### Problem
Reproduce word for word the passage of the Hive file formats thread below between "Reputation: 4520" and "that will get you going.", inclusive.

Reputation: 4520
I start to work with Hive. I wanted to know what queries should to use for each table format among formats: rcfile, orcfile, parquet, delimited text
Upvotes: 1
Views: 5347
Reputation: 2384
I see that there are a couple of answers but since your question didn't asked for any particular file formats, the answers addressed one or the other file format.
There are a bunch of file formats that you can use in Hive. Notable mentions are AVRO, Parquet. RCFile & ORC. There are some good documents available online that you may refer to if you want to compare the performance and space utilization of these file formats. Follows some useful links that will get you going.
This link from MapR [They don't discuss Parquet though]
The above given links will get you going. I hope this answer your query.
Thanks!
Upvotes: 1
Reputation: 174
For ORC file format , have a look at the hive documentation which has a detailed description here : https://cwiki.apache.org/confluence/display/Hive/LanguageManual+ORC
Parquet file format stores data in column form. eg: Col1 Col2 A 1 B 2 C 3
Normal data is stored as A1B2C3. Using Parquet, data is stored as ABC123. For parquet file format , have a read on https://blog.twitter.com/2013/dremel-made-simple-with-parquet
Upvotes: 1
Reputation: 414
when you have tables with very large number of columns and you tend to use specific columns frequently, RC file format would be a good choice. Rather than reading the entire row of data you would just retrieve the required columns, thus saving time. The data is divided into groups of rows, which are then divided into groups of columns.
Delimited text file is the general file format.
Upvotes: 1

### Raw data

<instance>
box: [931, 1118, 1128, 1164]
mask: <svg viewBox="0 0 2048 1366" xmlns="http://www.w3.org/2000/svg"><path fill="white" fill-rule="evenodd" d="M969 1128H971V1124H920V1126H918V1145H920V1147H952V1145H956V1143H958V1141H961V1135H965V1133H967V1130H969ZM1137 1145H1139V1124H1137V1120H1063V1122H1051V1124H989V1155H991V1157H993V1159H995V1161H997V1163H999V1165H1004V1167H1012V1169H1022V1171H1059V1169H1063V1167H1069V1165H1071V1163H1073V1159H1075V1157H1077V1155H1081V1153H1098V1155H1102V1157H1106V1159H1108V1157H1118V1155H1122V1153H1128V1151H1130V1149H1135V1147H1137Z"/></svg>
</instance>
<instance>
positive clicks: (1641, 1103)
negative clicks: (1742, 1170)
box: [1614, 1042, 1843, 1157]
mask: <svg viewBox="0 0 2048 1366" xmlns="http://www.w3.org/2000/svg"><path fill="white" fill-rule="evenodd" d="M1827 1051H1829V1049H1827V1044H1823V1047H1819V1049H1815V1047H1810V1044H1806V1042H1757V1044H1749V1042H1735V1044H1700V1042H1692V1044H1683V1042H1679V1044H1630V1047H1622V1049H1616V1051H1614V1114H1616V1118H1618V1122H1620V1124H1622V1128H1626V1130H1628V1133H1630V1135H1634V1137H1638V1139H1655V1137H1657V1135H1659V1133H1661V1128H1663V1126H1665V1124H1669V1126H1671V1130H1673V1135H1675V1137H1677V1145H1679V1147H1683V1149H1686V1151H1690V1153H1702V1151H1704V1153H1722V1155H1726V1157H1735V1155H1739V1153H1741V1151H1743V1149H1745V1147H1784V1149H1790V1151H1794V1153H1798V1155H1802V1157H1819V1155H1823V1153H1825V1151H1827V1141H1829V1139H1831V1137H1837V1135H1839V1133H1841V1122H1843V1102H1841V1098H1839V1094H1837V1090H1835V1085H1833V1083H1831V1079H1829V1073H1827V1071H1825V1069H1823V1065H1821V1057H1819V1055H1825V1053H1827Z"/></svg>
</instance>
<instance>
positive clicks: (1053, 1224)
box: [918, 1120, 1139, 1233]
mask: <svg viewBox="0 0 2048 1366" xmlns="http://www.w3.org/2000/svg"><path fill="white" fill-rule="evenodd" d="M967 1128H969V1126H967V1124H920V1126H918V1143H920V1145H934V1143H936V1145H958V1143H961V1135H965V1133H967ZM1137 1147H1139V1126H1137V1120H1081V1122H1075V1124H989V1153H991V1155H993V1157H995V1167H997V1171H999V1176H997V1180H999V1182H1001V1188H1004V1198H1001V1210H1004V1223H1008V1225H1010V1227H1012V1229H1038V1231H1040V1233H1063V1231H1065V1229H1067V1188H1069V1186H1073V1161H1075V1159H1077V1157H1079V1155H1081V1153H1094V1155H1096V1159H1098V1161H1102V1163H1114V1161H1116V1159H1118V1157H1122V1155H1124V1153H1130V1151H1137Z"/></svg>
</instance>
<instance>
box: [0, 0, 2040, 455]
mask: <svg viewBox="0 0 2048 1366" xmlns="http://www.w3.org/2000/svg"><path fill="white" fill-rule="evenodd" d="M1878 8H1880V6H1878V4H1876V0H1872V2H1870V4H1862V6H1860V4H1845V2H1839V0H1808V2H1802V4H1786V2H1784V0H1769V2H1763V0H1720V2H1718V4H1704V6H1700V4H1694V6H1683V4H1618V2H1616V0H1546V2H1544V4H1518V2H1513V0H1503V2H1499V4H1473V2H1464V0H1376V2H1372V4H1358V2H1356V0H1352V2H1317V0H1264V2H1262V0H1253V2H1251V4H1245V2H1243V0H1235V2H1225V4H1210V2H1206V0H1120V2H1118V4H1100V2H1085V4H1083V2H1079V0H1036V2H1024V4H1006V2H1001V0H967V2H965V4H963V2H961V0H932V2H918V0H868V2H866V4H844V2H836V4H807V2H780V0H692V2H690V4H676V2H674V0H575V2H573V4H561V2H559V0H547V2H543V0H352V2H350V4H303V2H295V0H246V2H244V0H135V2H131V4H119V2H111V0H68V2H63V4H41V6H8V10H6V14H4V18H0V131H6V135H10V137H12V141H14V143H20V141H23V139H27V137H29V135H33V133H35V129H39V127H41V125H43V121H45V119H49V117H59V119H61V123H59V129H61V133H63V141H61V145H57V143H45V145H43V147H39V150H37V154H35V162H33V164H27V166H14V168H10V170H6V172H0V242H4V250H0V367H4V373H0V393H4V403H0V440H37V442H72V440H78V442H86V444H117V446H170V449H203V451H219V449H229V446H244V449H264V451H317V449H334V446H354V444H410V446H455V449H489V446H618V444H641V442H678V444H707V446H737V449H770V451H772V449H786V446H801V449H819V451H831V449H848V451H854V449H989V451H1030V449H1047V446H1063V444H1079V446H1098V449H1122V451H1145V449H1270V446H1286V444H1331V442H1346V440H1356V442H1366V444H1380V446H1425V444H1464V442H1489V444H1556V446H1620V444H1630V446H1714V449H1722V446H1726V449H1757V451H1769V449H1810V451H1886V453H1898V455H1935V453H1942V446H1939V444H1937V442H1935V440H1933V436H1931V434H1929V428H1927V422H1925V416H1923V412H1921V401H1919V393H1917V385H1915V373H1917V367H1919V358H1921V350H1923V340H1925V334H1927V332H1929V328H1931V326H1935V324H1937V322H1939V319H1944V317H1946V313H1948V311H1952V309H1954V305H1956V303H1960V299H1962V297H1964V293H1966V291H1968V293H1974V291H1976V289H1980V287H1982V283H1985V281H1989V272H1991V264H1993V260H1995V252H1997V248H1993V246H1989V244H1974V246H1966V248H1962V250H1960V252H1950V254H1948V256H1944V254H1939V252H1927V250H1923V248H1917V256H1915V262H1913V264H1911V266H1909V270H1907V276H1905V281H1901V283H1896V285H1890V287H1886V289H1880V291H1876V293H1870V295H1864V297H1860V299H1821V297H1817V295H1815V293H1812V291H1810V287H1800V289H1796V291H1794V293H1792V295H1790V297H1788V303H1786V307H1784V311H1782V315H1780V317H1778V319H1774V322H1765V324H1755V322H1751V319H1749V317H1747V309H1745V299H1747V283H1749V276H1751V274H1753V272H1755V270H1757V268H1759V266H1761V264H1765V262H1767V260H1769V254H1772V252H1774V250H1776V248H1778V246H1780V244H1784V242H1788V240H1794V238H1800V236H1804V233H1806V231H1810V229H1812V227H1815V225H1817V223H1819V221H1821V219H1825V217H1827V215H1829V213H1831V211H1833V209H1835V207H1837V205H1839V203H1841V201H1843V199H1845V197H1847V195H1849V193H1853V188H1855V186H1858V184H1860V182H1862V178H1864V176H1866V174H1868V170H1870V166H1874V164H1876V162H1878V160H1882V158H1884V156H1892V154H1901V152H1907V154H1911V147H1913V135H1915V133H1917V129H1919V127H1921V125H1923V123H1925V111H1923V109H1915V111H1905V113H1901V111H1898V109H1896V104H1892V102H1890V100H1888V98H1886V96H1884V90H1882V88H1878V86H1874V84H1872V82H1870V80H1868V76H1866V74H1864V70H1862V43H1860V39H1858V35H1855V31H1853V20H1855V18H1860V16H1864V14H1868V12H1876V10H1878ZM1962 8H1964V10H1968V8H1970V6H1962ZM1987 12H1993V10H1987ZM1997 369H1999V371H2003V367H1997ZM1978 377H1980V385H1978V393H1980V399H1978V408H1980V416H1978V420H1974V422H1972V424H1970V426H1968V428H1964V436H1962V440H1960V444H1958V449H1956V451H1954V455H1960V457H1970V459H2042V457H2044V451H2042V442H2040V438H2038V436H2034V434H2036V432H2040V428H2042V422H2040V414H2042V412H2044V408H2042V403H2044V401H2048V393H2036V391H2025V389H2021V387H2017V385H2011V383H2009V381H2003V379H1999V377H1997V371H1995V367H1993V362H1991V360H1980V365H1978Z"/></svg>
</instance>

### Exercise response
Reputation: 4520
I start to work with Hive. I wanted to know what queries should to use for each table format among formats: rcfile, orcfile, parquet, delimited text
Upvotes: 1
Views: 5347
Reputation: 2384
I see that there are a couple of answers but since your question didn't asked for any particular file formats, the answers addressed one or the other file format.
There are a bunch of file formats that you can use in Hive. Notable mentions are AVRO, Parquet. RCFile & ORC. There are some good documents available online that you may refer to if you want to compare the performance and space utilization of these file formats. Follows some useful links that will get you going.